• [SET PROBLEM]:
Print every item below word for word, but leave the pictures out.

• [RECORDS SHOWN]:
····················
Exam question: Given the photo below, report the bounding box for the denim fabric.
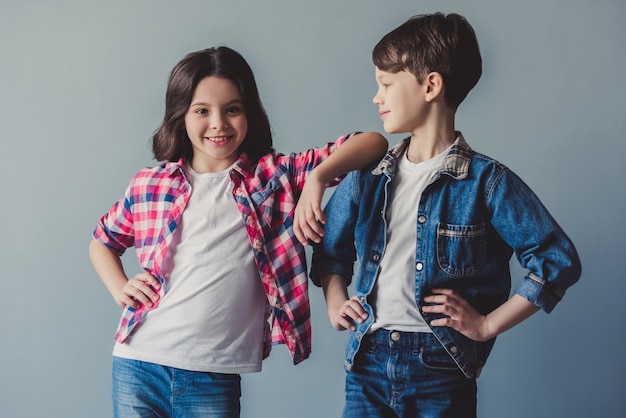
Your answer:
[343,329,476,418]
[113,357,241,418]
[311,134,581,377]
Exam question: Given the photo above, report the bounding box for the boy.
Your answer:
[311,13,581,418]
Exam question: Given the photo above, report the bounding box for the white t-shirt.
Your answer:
[113,163,267,373]
[370,151,447,332]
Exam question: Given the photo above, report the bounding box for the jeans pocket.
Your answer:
[419,347,464,376]
[437,223,487,276]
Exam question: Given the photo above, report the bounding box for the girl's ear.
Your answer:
[423,72,443,102]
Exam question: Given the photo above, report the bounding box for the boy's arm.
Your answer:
[320,274,368,331]
[89,239,161,309]
[293,132,388,245]
[422,289,539,342]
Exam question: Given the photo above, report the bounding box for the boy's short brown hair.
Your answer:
[372,13,482,109]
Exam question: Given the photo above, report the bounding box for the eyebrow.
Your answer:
[189,99,243,107]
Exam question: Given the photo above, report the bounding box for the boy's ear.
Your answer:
[423,72,443,102]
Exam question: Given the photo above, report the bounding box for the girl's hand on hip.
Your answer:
[116,272,161,309]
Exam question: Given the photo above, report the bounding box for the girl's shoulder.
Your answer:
[131,161,184,183]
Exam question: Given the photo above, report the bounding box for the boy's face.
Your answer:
[373,68,426,134]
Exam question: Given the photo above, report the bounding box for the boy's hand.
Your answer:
[114,272,161,309]
[293,171,326,246]
[422,289,492,342]
[328,296,368,331]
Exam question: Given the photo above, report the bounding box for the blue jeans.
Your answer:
[113,357,241,418]
[343,329,476,418]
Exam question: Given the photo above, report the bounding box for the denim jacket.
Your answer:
[311,133,581,378]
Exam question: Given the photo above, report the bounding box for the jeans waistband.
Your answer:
[363,328,439,348]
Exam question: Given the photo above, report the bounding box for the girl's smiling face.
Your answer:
[185,76,248,173]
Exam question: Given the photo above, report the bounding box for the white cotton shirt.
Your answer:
[113,166,266,373]
[370,147,446,332]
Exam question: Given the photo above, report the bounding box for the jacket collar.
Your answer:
[372,132,473,180]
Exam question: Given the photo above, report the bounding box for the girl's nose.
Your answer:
[372,91,380,105]
[211,114,228,129]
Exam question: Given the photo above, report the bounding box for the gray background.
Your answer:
[0,0,626,418]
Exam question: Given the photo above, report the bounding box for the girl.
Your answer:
[89,47,387,417]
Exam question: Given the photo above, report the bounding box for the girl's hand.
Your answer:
[293,170,326,246]
[114,272,161,309]
[422,289,492,341]
[328,296,368,331]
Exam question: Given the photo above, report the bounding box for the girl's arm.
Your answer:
[422,289,539,342]
[89,239,161,309]
[293,132,388,245]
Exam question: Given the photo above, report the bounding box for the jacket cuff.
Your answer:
[515,274,565,313]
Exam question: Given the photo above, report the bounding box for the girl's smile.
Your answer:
[185,76,248,173]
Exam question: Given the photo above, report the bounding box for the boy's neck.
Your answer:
[406,118,457,163]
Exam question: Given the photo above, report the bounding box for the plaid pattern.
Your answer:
[93,135,351,364]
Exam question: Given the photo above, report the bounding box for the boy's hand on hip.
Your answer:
[422,289,491,341]
[328,296,368,331]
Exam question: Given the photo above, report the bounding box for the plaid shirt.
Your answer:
[93,135,351,364]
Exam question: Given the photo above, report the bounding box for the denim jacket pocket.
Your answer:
[437,222,486,277]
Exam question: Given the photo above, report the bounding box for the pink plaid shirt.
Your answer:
[93,135,351,364]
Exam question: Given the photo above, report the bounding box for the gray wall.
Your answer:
[0,0,626,418]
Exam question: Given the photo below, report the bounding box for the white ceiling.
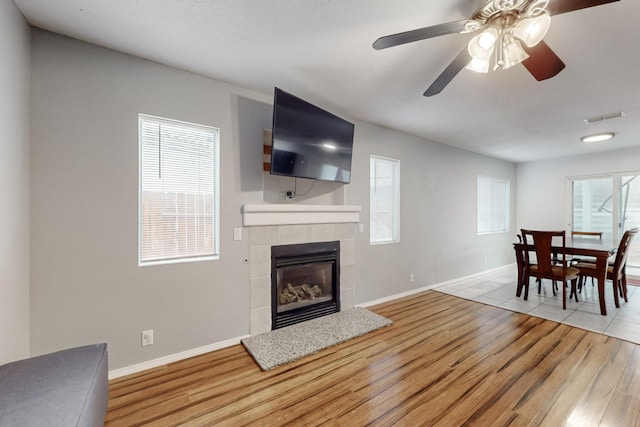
····················
• [EXPECTED ANSWER]:
Exam question: Given the photo below, report the bounding box for the denim fabric.
Your answer:
[343,329,476,418]
[113,357,241,418]
[311,134,581,377]
Exam question: Given the photo above, report the bounding box for the boy.
Your answer:
[311,13,581,418]
Exam question: Given the photo above, report the bounding box for the white t-shirt.
Your answer:
[113,163,267,373]
[370,151,447,332]
Exam question: Given the photo above, report the bounding box for the jeans pocket.
Your answer:
[419,347,464,376]
[437,223,487,276]
Exam question: Given the photo above, report the bounding box for the girl's ear.
Your answer:
[423,72,443,102]
Exam question: Given the photo above, report the bounding box for the boy's arm.
Your answer:
[320,274,368,331]
[89,239,161,309]
[293,132,388,245]
[422,289,539,342]
Exam question: Given the photo above, report the bounding box for the boy's short brown hair.
Your answer:
[372,13,482,109]
Exam question: Given the photo above, report the bounding box for the eyebrow.
Your answer:
[189,99,243,107]
Exam question: Given the photo above, report the bounding box for the boy's ear.
Your answer:
[423,72,443,102]
Exam question: Given the photo above, report the bounding box for the girl's hand on hip.
Your answer:
[116,272,161,309]
Exam question: Given the photo above, report the bounding box for the girl's shoulder.
Your answer:
[131,161,184,183]
Exam question: Given the photo above, report the bounding box for the boy's face.
Your answer:
[373,68,426,134]
Exam question: Given the photo above, report the bounding box for the boy's hand.
Your answer:
[114,272,161,309]
[293,171,326,246]
[422,289,492,342]
[328,296,368,331]
Exam question: Given the photo above, report the bounding box for the blue jeans.
Your answer:
[113,357,241,418]
[343,329,476,418]
Exam question: Given the photo above, report the bounding box for the denim jacket.
Your answer:
[311,133,581,378]
Exam question: Given the photo above, report the bounding box for the jeans waistband.
Your answer:
[363,328,439,348]
Exam question: Given the photo above, report the bounding box for the girl's smiling face.
Your answer:
[185,76,248,173]
Exam question: Given the photo above, report the bounding box for the white cotton shirt.
Your answer:
[113,166,266,373]
[370,147,446,332]
Exam question: Given the photo above, report the bounding box for the jacket collar.
Your answer:
[372,132,473,180]
Exam question: Given the photo above, report the bounding box for the girl's nose.
Your answer:
[372,91,380,105]
[211,114,228,129]
Exam question: Given the photo above, report the bounding box for the gray background.
Your answer:
[0,0,626,418]
Exam question: Given the photo above, report the bounding box for the girl.
Your answer:
[89,47,387,417]
Exam question: Given the photo above, report the bounding box for the girl's hand.
Your answer:
[293,170,326,246]
[114,272,161,309]
[422,289,492,341]
[328,296,368,331]
Exam question: Given the photo above, report the bounding box for the girl's arm.
Your answer:
[422,289,539,342]
[89,239,161,309]
[293,132,388,245]
Exam question: Given the photo above, report the bounding box for the jacket cuff.
Your answer:
[515,274,565,313]
Exam question: Given the photo above, report the bounding box for the girl's smile.
Your answer:
[185,76,248,173]
Exam question: Given the photo above, report the bounding box for the boy's neck.
Your answer:
[406,118,457,163]
Exam question: Given the photo above, report the bounding box for the plaid pattern.
Your answer:
[93,135,351,364]
Exam question: Given the photo above, report the bounding box for the boy's hand on hip.
Your answer:
[422,289,491,341]
[328,296,368,331]
Exam question: Given the photo above, report the bounding box for the plaid shirt.
Your answer:
[93,135,351,364]
Exam question: Given the photo above, report the bounding box for the denim jacket pocket.
Your answer:
[437,222,486,277]
Exam question: Given the photo above, report the bounding box for the pink plaid shirt.
Your answer:
[93,135,351,364]
Exam question: Given the photo above, report the bounding box for the gray wall.
Your answer:
[0,0,626,418]
Exam question: Given the photo below, report the bounding box for the white ceiling.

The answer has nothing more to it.